# [Activity]
Return verbatim the line containing "# format: plain" together with all lines that follow it, through the end of the records.

# [Material provided]

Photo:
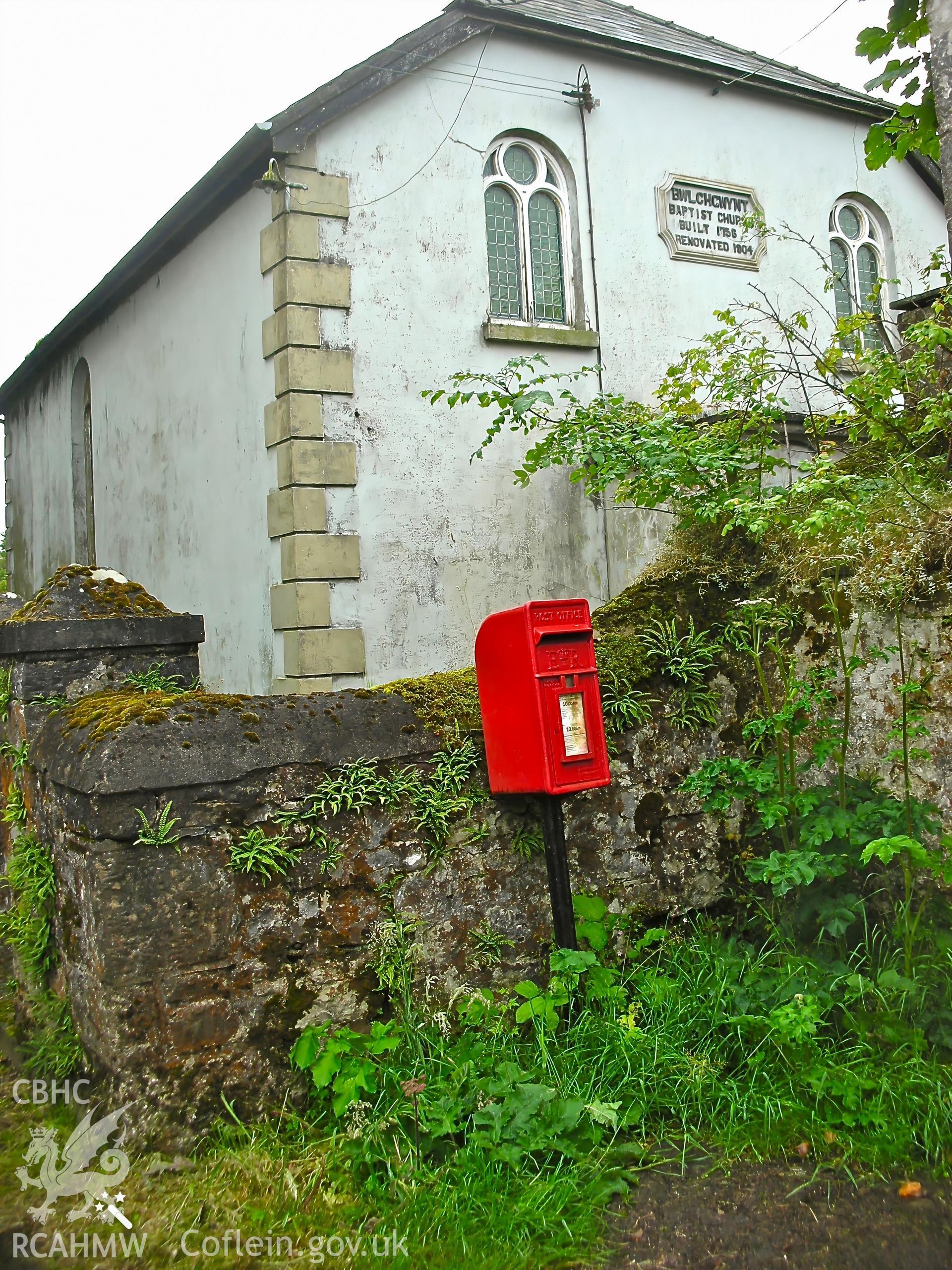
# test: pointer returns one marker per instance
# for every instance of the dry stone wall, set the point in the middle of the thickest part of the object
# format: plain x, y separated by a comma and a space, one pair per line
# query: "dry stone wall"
189, 981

# [Answer to the problem]
# format: plain x, y separated by a comma and a space, one pair per line
# query: "dry stone wall"
189, 981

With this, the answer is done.